« Existe-t-il un candidat à l’élection présidentielle qui s’engagera résolument pour mettre en place une véritable politique de sécurité routière ? ». C’est la question que pose Franck MARLIN à l’heure où les conducteurs sont de plus en plus sanctionnés et réclament avec force un autre projet pour faire baisser la mortalité sur nos routes.

« 3 469 personnes ont été tuées sur nos routes en 2016. Le nombre de morts est en hausse pour la troisième année consécutive. Dans le même temps, plus de 12,5 millions de points ont été retirés chaque année dont la moitié concernent des infractions entraînant un retrait de 1 point, c'est-à-dire des excès de vitesse intérieur à 20km/h.

« Un constat s’impose : la lutte contre l’insécurité routière est inefficace et c’est un échec.

« En revanche, le racket des conducteurs remporte, lui, un franc succès. Preuve en est, la nouvelle mesure gouvernementale qui va privatiser la verbalisation des excès de vitesse, en confiant l’utilisation des radars embarqués à des sociétés privées et non plus à la police et à la gendarmerie. Avec ses voitures banalisées, le nombre de PV annuel, qui se porte aujourd’hui à 1,5 million, pourrait ainsi atteindre plus de 38 millions selon les estimations.

« Contrairement aux forces de l’ordre, les conducteurs de ces voitures ne verbaliseront que les excès de vitesse, quand les policiers et les gendarmes pouvaient aussi sanctionner des comportements réellement dangereux. Sans parler de la gabegie financière d’un tel dispositif…

« Tout cela répond bien à une volonté de faire du chiffre, d’engranger des recettes supplémentaires sur le dos des conducteurs et non de lutter efficacement contre l’insécurité routière.

« Ce n’est d’ailleurs pas sans raison si, dans le document budgétaire pour 2017 (1), le gouvernement a prévu des recettes prévisionnelles "en forte augmentation par rapport à 2016 (+ 10 %) [qui] s’expliquent de la façon suivante : une augmentation des recettes d’amendes forfaitaires issues du contrôle automatisé à hauteur de +25 % (…) liée à l’augmentation du parc radars ainsi qu’au déploiement de nouveaux dispositifs de contrôle plus performants".
-*-
[Vos tâches]:
(1) Repérez puis recopiez chaque ligne des entrées qui comporte la chaîne « white », en tenant compte de la casse.
(2) Rédigez la suite de l'extrait sur la sécurité routière, en reprenant après sa dernière phrase.
-*-
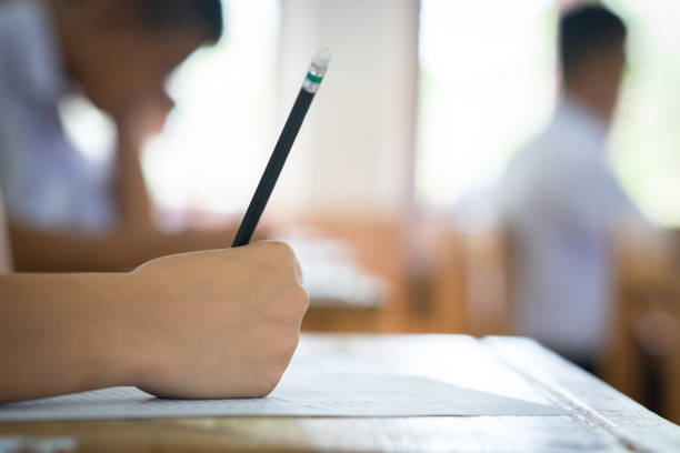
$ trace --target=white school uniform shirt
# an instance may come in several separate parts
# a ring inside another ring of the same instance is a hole
[[[68,83],[50,13],[41,0],[0,2],[0,189],[14,221],[102,232],[114,220],[109,178],[61,127]]]
[[[564,99],[499,188],[514,262],[512,322],[572,358],[602,352],[612,315],[612,230],[638,211],[608,161],[607,124]]]

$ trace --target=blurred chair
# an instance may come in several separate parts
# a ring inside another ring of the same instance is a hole
[[[617,239],[611,353],[602,376],[680,423],[680,231]]]
[[[438,234],[432,261],[430,330],[477,336],[508,333],[502,229],[464,232],[449,224]]]

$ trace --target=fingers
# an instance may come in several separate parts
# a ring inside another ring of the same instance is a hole
[[[273,262],[281,270],[292,273],[296,283],[302,284],[302,268],[296,258],[296,253],[289,244],[279,241],[259,241],[252,245],[247,245],[258,251],[262,251],[263,258],[270,263]]]

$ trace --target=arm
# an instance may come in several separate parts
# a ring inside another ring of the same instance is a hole
[[[130,273],[0,275],[0,402],[111,385],[262,396],[298,342],[299,282],[292,252],[272,242]]]

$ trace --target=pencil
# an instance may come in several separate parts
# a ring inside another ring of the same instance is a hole
[[[258,188],[250,200],[246,215],[243,215],[243,220],[241,221],[241,225],[239,226],[239,231],[237,232],[231,246],[241,246],[250,242],[252,233],[260,221],[260,217],[262,217],[264,207],[267,207],[271,192],[277,184],[279,174],[281,174],[281,170],[283,169],[286,159],[290,153],[290,149],[298,137],[298,131],[302,125],[302,121],[304,121],[304,115],[309,110],[309,105],[314,99],[314,94],[321,84],[321,80],[323,80],[329,61],[330,53],[326,49],[317,52],[314,56],[309,71],[304,77],[304,81],[302,82],[302,88],[300,89],[298,98],[296,99],[290,114],[286,120],[281,135],[279,137],[273,152],[271,153],[271,158],[269,158],[267,168],[264,168],[260,183],[258,184]]]

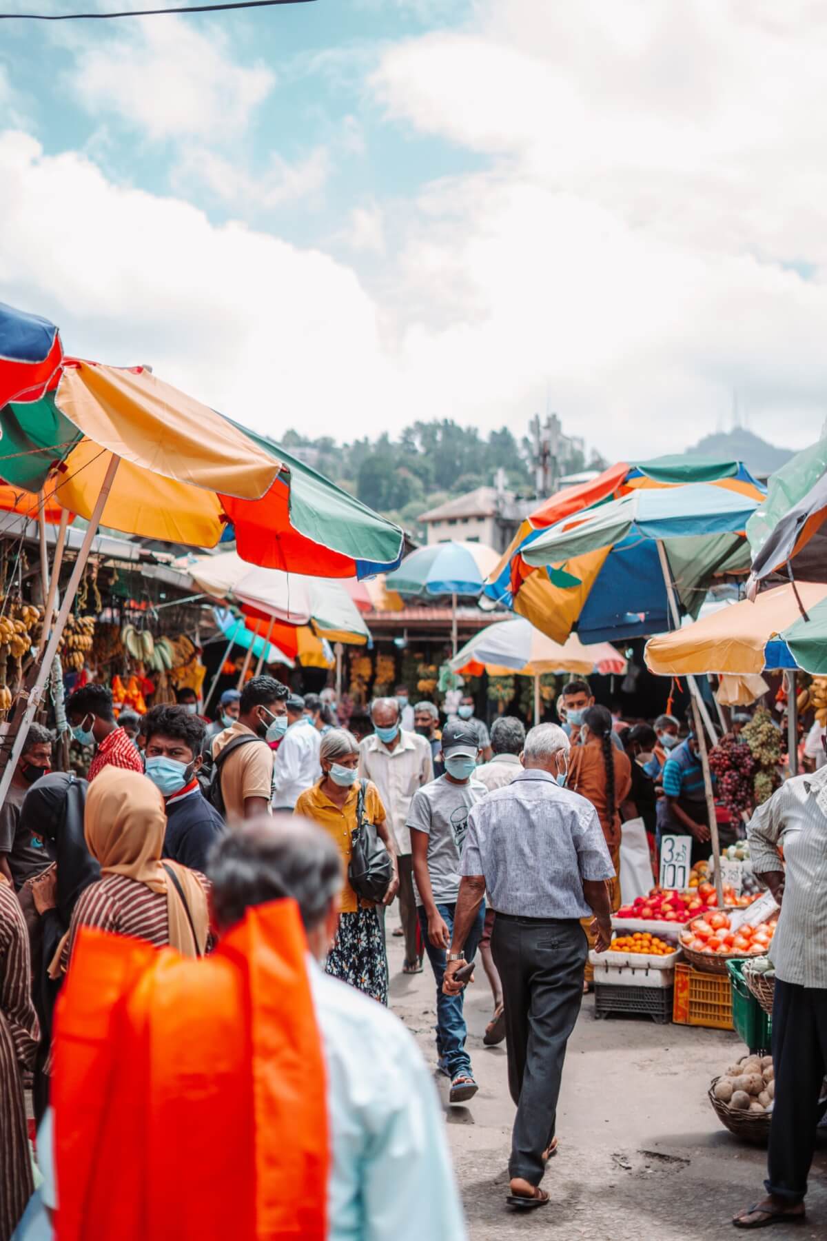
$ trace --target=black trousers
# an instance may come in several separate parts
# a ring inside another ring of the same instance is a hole
[[[775,982],[772,1001],[775,1102],[767,1194],[800,1203],[816,1149],[818,1096],[827,1075],[827,988]]]
[[[497,913],[491,954],[506,1006],[508,1088],[517,1104],[508,1173],[539,1185],[554,1137],[565,1045],[580,1011],[586,938],[577,921]]]

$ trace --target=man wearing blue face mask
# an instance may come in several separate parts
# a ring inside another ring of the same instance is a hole
[[[164,856],[202,874],[224,820],[201,793],[203,722],[180,706],[154,706],[144,721],[146,776],[166,809]]]
[[[450,1102],[462,1103],[476,1095],[471,1057],[465,1050],[462,993],[443,992],[454,911],[460,887],[460,858],[471,807],[489,792],[474,779],[480,757],[476,731],[462,720],[449,720],[443,728],[445,774],[417,789],[408,810],[410,849],[419,923],[425,951],[436,980],[438,1067],[451,1082]],[[474,957],[485,921],[480,905],[470,930],[466,951]]]
[[[289,692],[286,685],[273,676],[250,678],[242,690],[238,720],[212,743],[224,814],[231,827],[233,822],[270,813],[275,755],[269,743],[288,731],[285,702]],[[224,750],[227,755],[222,758]]]
[[[490,763],[493,757],[491,737],[489,736],[489,730],[486,728],[484,721],[477,720],[474,715],[474,699],[470,694],[462,695],[460,705],[456,709],[456,714],[462,724],[466,724],[469,728],[474,728],[476,733],[476,743],[480,748],[480,762]]]

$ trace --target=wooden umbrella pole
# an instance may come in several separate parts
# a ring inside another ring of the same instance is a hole
[[[120,457],[115,457],[113,453],[109,458],[109,464],[107,467],[107,473],[104,475],[103,483],[100,485],[100,493],[95,500],[94,509],[92,510],[92,516],[89,517],[89,525],[83,535],[83,542],[81,544],[81,550],[78,551],[77,560],[72,566],[72,573],[68,582],[66,583],[66,591],[63,592],[63,602],[61,609],[57,613],[57,619],[52,627],[52,632],[48,635],[43,649],[41,650],[40,659],[37,663],[32,664],[30,675],[26,679],[26,685],[24,686],[22,695],[26,697],[26,706],[22,715],[14,720],[2,738],[2,750],[0,751],[0,768],[2,774],[0,774],[0,805],[5,802],[6,793],[9,792],[9,784],[11,783],[11,777],[14,774],[15,767],[17,766],[17,759],[22,753],[24,742],[29,735],[29,728],[35,714],[40,706],[40,700],[46,688],[46,681],[52,670],[52,661],[57,653],[57,647],[63,633],[63,628],[68,619],[69,611],[74,603],[74,596],[77,594],[78,586],[81,585],[81,576],[86,568],[87,561],[89,558],[89,551],[92,550],[92,542],[98,531],[100,524],[100,517],[105,508],[107,500],[109,499],[109,491],[112,490],[112,484],[115,479],[115,473],[118,465],[120,464]],[[57,581],[57,573],[52,572],[52,581]],[[29,684],[31,679],[31,684]],[[9,747],[9,740],[11,741],[11,747]]]
[[[243,690],[244,689],[244,678],[247,676],[247,670],[248,670],[248,668],[249,668],[249,665],[252,663],[252,659],[253,659],[253,645],[254,645],[254,643],[253,643],[253,639],[250,638],[250,644],[247,648],[247,654],[244,655],[244,663],[242,664],[242,670],[238,674],[238,684],[236,686],[237,690]]]
[[[670,602],[670,612],[672,613],[672,623],[677,629],[681,624],[681,613],[678,612],[678,601],[674,593],[674,583],[672,582],[672,571],[670,568],[670,562],[666,556],[666,547],[663,542],[657,540],[657,555],[661,561],[661,572],[663,573],[663,586],[666,587],[666,597]],[[692,719],[694,721],[694,735],[698,741],[698,751],[701,753],[701,767],[703,771],[703,789],[707,799],[707,817],[709,819],[709,835],[712,839],[712,853],[713,853],[713,872],[715,876],[715,891],[718,894],[718,906],[723,908],[724,906],[724,886],[720,876],[720,840],[718,836],[718,819],[715,817],[715,795],[712,791],[712,772],[709,771],[709,755],[707,752],[707,738],[703,731],[703,724],[701,722],[702,706],[705,707],[701,697],[701,690],[694,676],[687,676],[689,683],[689,701],[692,702]],[[714,731],[712,730],[712,721],[707,721],[710,730],[713,741],[715,740]]]
[[[787,673],[787,762],[790,774],[798,774],[798,697],[796,694],[796,670],[789,668]]]
[[[262,669],[264,668],[264,656],[267,655],[270,647],[270,634],[275,625],[275,617],[270,617],[270,628],[267,630],[267,638],[264,639],[264,645],[262,647],[262,654],[258,656],[258,664],[255,665],[255,675],[262,675]],[[250,648],[252,649],[252,648]]]

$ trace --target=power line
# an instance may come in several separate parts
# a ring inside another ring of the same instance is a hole
[[[0,21],[107,21],[112,17],[153,17],[164,12],[217,12],[219,9],[268,9],[275,4],[311,4],[312,0],[234,0],[233,4],[184,5],[180,9],[126,9],[123,12],[0,12]]]

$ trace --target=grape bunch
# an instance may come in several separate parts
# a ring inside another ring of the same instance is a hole
[[[740,818],[753,802],[755,759],[749,746],[734,737],[724,737],[709,751],[709,768],[718,777],[717,799],[730,814]]]

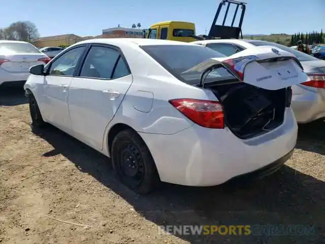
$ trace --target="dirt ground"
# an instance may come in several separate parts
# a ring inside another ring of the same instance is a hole
[[[300,127],[292,159],[263,180],[164,184],[140,196],[92,149],[52,127],[32,134],[26,102],[21,89],[0,90],[1,243],[325,243],[325,121]],[[271,236],[166,235],[157,228],[220,224],[317,228],[311,235]]]

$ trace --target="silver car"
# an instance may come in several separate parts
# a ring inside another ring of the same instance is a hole
[[[46,47],[40,49],[40,51],[45,53],[49,57],[53,58],[64,49],[59,47]]]
[[[291,107],[297,122],[308,123],[325,118],[325,60],[273,42],[256,40],[221,39],[194,42],[230,56],[247,48],[273,46],[295,55],[310,80],[292,87]]]

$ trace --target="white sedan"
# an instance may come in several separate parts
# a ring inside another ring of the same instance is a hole
[[[29,68],[47,64],[50,59],[30,43],[0,41],[0,85],[25,82]]]
[[[289,53],[271,63],[279,55],[270,48],[244,55],[160,40],[79,42],[30,69],[32,126],[50,123],[111,158],[139,193],[159,181],[207,186],[268,174],[296,145],[287,87],[306,75]]]
[[[222,39],[199,41],[192,43],[208,47],[226,56],[242,53],[256,47],[274,47],[295,55],[301,63],[308,78],[292,87],[291,107],[298,123],[306,124],[325,118],[325,61],[293,48],[265,41]]]

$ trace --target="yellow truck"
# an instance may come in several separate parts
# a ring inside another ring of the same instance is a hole
[[[195,35],[194,23],[183,21],[164,21],[150,26],[146,32],[146,38],[170,40],[190,42],[197,39],[190,36]]]
[[[144,30],[144,37],[151,39],[169,40],[185,42],[191,42],[198,40],[209,39],[239,39],[240,36],[243,38],[241,27],[243,19],[246,10],[245,3],[237,0],[221,0],[219,4],[217,12],[214,17],[212,24],[208,36],[203,37],[196,35],[195,24],[194,23],[185,21],[169,21],[160,22],[150,26],[149,29]],[[225,24],[231,5],[235,5],[236,9],[231,25]],[[226,6],[224,15],[221,24],[217,24],[217,20],[223,7]],[[241,13],[238,26],[235,25],[235,19],[238,14]],[[234,26],[235,25],[235,26]]]

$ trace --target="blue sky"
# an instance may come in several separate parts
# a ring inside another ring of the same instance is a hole
[[[325,0],[246,0],[244,34],[325,30]],[[166,20],[193,22],[197,35],[210,27],[219,0],[11,0],[1,8],[0,27],[19,20],[34,23],[41,36],[101,35],[102,29],[143,28]],[[224,8],[225,9],[225,8]],[[231,21],[230,16],[229,21]],[[221,17],[220,17],[221,18]],[[221,19],[220,19],[221,21]]]

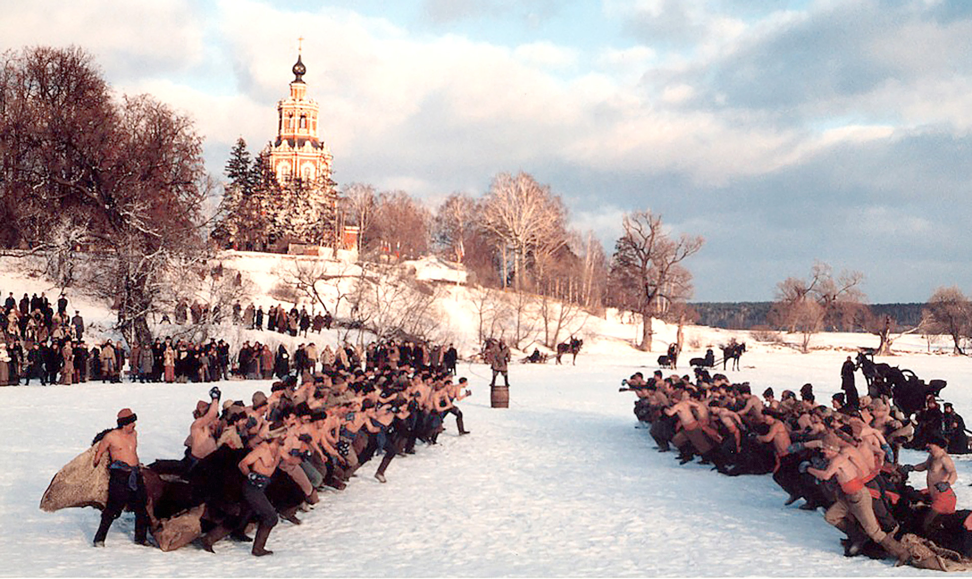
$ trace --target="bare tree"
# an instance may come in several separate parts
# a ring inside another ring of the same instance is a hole
[[[801,351],[806,353],[813,334],[825,327],[853,327],[855,317],[863,316],[864,293],[858,288],[863,280],[862,273],[847,270],[834,278],[833,268],[817,260],[810,277],[789,277],[777,284],[770,320],[789,333],[802,334]]]
[[[573,335],[584,327],[583,310],[571,301],[540,294],[539,313],[543,323],[543,345],[551,350],[557,349],[562,332]]]
[[[64,216],[87,224],[117,327],[129,342],[151,339],[164,268],[204,248],[212,183],[191,120],[144,95],[115,102],[76,48],[8,52],[0,83],[8,247],[47,245]]]
[[[663,228],[661,216],[650,210],[625,215],[622,226],[624,233],[611,258],[610,299],[641,314],[639,348],[647,352],[654,335],[652,317],[692,294],[692,274],[681,263],[697,254],[705,240],[686,234],[672,239]]]
[[[373,243],[374,213],[377,199],[374,187],[364,183],[350,183],[341,187],[341,203],[349,223],[358,226],[358,236],[363,249]]]
[[[921,330],[925,322],[922,320],[922,324],[915,327],[901,327],[897,320],[890,315],[877,315],[871,311],[871,308],[862,306],[855,316],[855,324],[864,331],[878,336],[880,342],[878,343],[877,350],[874,352],[875,354],[878,356],[893,356],[894,353],[891,347],[894,345],[894,341],[901,336]]]
[[[428,340],[440,326],[438,295],[437,290],[399,268],[364,266],[348,299],[353,324],[377,337]]]
[[[476,202],[465,193],[453,193],[435,213],[434,237],[448,248],[450,256],[462,263],[466,245],[475,229]]]
[[[929,331],[952,337],[955,354],[964,354],[961,340],[972,326],[972,303],[956,286],[941,287],[928,298],[925,308]]]
[[[404,259],[419,257],[429,251],[431,222],[430,211],[408,193],[383,191],[371,225],[381,247],[372,250]]]
[[[297,295],[336,318],[341,302],[353,291],[359,268],[347,261],[298,256],[286,261],[276,273]]]
[[[509,304],[486,288],[473,291],[472,309],[476,315],[476,335],[479,344],[486,338],[499,337],[499,328],[511,318]]]
[[[854,314],[863,307],[866,296],[860,290],[864,274],[843,270],[835,278],[830,265],[822,261],[814,264],[814,290],[817,303],[823,308],[825,327],[840,330],[853,327]],[[819,273],[816,273],[819,270]]]
[[[496,241],[503,255],[501,270],[512,260],[513,283],[523,288],[528,256],[535,251],[552,253],[566,243],[566,210],[560,197],[550,193],[527,173],[501,173],[493,179],[483,199],[480,223]],[[506,276],[503,276],[503,288]]]

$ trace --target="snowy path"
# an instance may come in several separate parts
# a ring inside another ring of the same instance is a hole
[[[796,358],[803,359],[803,358]],[[619,364],[618,362],[624,362]],[[108,548],[89,547],[93,509],[37,508],[53,473],[111,425],[122,406],[140,417],[143,461],[176,458],[189,413],[208,387],[87,385],[0,389],[3,575],[173,576],[645,576],[915,575],[918,569],[841,555],[821,513],[782,507],[770,477],[731,479],[678,466],[633,427],[622,377],[642,358],[590,358],[575,368],[516,366],[511,407],[488,407],[483,366],[464,366],[474,395],[435,447],[397,459],[381,485],[365,465],[348,489],[325,494],[304,524],[281,523],[255,560],[242,544],[210,555],[131,544],[125,515]],[[828,362],[829,363],[829,362]],[[744,370],[768,385],[785,360]],[[832,366],[828,366],[828,373]],[[792,370],[791,370],[792,371]],[[800,369],[813,375],[820,370]],[[806,378],[812,379],[812,376]],[[785,387],[804,378],[790,378]],[[799,387],[796,384],[796,388]],[[221,385],[249,399],[258,382]],[[779,387],[781,390],[783,387]],[[823,391],[818,392],[821,395]],[[951,392],[957,394],[958,392]],[[65,408],[74,410],[68,414]],[[28,429],[30,433],[28,434]],[[968,462],[960,462],[962,480]],[[961,485],[961,482],[959,483]],[[968,504],[964,485],[959,504]]]

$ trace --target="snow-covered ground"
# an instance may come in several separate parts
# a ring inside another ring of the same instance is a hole
[[[236,261],[252,261],[255,274],[266,267],[258,264],[258,257],[244,257]],[[264,290],[272,286],[269,275],[254,277]],[[0,273],[4,294],[13,290],[19,297],[49,288],[11,269]],[[83,306],[87,319],[104,327],[110,324],[111,313],[102,305],[73,291],[69,297]],[[450,288],[443,300],[448,325],[464,350],[472,350],[476,324],[469,290]],[[302,515],[303,525],[281,523],[268,543],[275,554],[262,559],[251,557],[247,545],[231,542],[220,543],[215,555],[191,545],[172,553],[136,547],[130,514],[115,524],[106,549],[93,549],[97,511],[51,514],[38,508],[53,474],[87,448],[97,431],[112,426],[122,407],[139,415],[143,462],[179,458],[190,414],[209,385],[0,388],[0,434],[7,441],[0,474],[0,575],[932,573],[844,558],[841,534],[822,513],[782,506],[785,495],[769,476],[723,477],[699,464],[678,466],[671,454],[655,452],[647,431],[634,427],[633,394],[617,389],[633,372],[656,368],[675,329],[657,323],[654,352],[640,353],[630,346],[637,326],[624,324],[616,313],[588,317],[576,366],[552,361],[511,366],[508,409],[489,408],[488,368],[463,362],[460,375],[469,378],[473,391],[461,404],[470,436],[458,437],[449,418],[440,444],[420,445],[416,455],[397,459],[384,485],[371,478],[377,464],[366,464],[346,490],[324,494],[322,502]],[[234,341],[269,335],[227,330],[237,333]],[[728,372],[734,382],[748,381],[754,392],[773,387],[778,395],[811,382],[821,401],[837,391],[848,351],[876,345],[866,334],[820,334],[813,342],[819,350],[801,355],[791,347],[756,343],[747,332],[689,326],[679,371],[688,371],[688,358],[732,336],[746,340],[749,349],[742,370]],[[939,342],[933,349],[945,346]],[[911,368],[924,379],[948,380],[944,397],[960,414],[972,413],[972,359],[925,354],[927,344],[916,335],[901,338],[895,347],[906,354],[881,361]],[[225,397],[246,400],[254,391],[269,389],[259,381],[220,386]],[[912,462],[920,457],[904,454]],[[972,482],[972,462],[962,457],[956,463],[962,508],[972,505],[966,486]]]
[[[281,523],[270,558],[224,542],[210,555],[131,543],[130,514],[104,550],[91,548],[93,509],[43,513],[51,477],[91,436],[130,406],[140,456],[177,458],[202,385],[101,385],[0,389],[8,441],[0,479],[4,575],[643,576],[914,575],[918,569],[843,557],[840,533],[822,514],[783,507],[769,476],[728,478],[678,466],[634,427],[621,378],[654,369],[657,355],[581,355],[577,365],[515,365],[510,408],[489,408],[488,370],[464,364],[473,396],[462,406],[470,436],[450,418],[436,447],[396,460],[389,482],[368,463],[345,491],[327,493],[303,516]],[[746,354],[731,373],[757,388],[838,385],[843,354]],[[949,380],[945,397],[972,408],[972,360],[913,355],[893,359],[920,376]],[[231,381],[226,396],[249,398],[266,383]],[[918,460],[911,453],[906,460]],[[972,504],[970,462],[958,460],[959,506]],[[928,571],[930,572],[930,571]]]

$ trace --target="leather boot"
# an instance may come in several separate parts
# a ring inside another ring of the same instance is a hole
[[[230,532],[232,532],[232,528],[229,528],[225,525],[217,525],[216,527],[213,528],[212,530],[202,535],[202,537],[199,539],[199,543],[202,544],[202,548],[205,549],[206,551],[210,553],[215,553],[215,551],[213,551],[213,545],[215,545],[217,541],[226,536]]]
[[[902,565],[911,561],[911,552],[908,548],[897,541],[891,535],[885,535],[885,538],[881,540],[881,546],[885,548],[885,551],[898,560],[898,565]]]
[[[722,456],[716,449],[712,449],[703,455],[703,458],[715,465],[715,469],[720,473],[725,474],[729,470],[729,465],[726,464],[725,457]]]
[[[280,518],[294,525],[300,525],[300,519],[297,519],[297,507],[280,511]]]
[[[263,557],[264,555],[273,555],[273,551],[264,549],[266,547],[266,539],[270,536],[270,529],[272,527],[267,527],[260,524],[257,528],[257,537],[253,540],[253,550],[250,551],[257,557]]]
[[[388,468],[388,465],[392,463],[392,459],[394,458],[395,455],[393,455],[392,453],[386,453],[385,456],[382,458],[381,464],[378,465],[378,471],[374,473],[374,478],[378,479],[379,482],[384,483],[386,481],[385,469]]]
-*-
[Réponses dans l'ordre]:
(1)
$ trace --target=white school uniform shirt
$ trace --target="white sedan"

(2)
« Et c’est justement la raison pour laquelle j’ai défendu en séance, en décembre dernier, un amendement visant à mettre un terme au déploiement de nouveaux radars et affecter les crédits consacrés à l’acquisition de 364 dispositifs de contrôle en 2017 à l’entretien des routes. Bien que soutenu par de très nombreux collègues, la « Ligue de défense des conducteurs » et 106 000 usagers de la route, cet amendement a été rejeté au motif que cela remettrait en cause la politique gouvernementale en matière de sécurité routière. On comprend surtout que cela remettrait en cause une source intarissable de recettes…

« Outre les conséquences financières que cela va encore engendrer pour les conducteurs qui se verront flasher à longueur de temps pour une vitesse retenue d’un ou deux kilomètres/heure au-dessus de la vitesse autorisée, se pose surtout la question de l’impact sur les permis. Le nombre de personnes qui roulent sans assurance ou sans permis ne cesse d’augmenter.

Ailleurs en Europe, ils obtiennent de bien meilleurs résultats.
Le Danemark a même augmenté la limitation de vitesse de 80 à 90 km/h.

  « En Allemagne, par exemple, il n’existe pas de sanction, en termes de points, pour des dépassements de moins de 21 km/h. Ce qui n’empêche pas le nombre de tués sur les routes d’être moins important qu’en France, bien qu’ils aient 14 millions d’habitants de plus que nous…

« Mais il faut dire que les autorités allemandes ont une toute autre vision de la sécurité routière. Chez nos voisins, les pouvoirs publics privilégient la formation, l’entretien des routes et la responsabilisation, en sanctionnant plus lourdement des comportements mettant vraiment en danger la vie d’autrui, comme la conduite sous l’emprise d’alcool ou de stupéfiants ou bien griller un feu passé au rouge depuis plus d’une seconde.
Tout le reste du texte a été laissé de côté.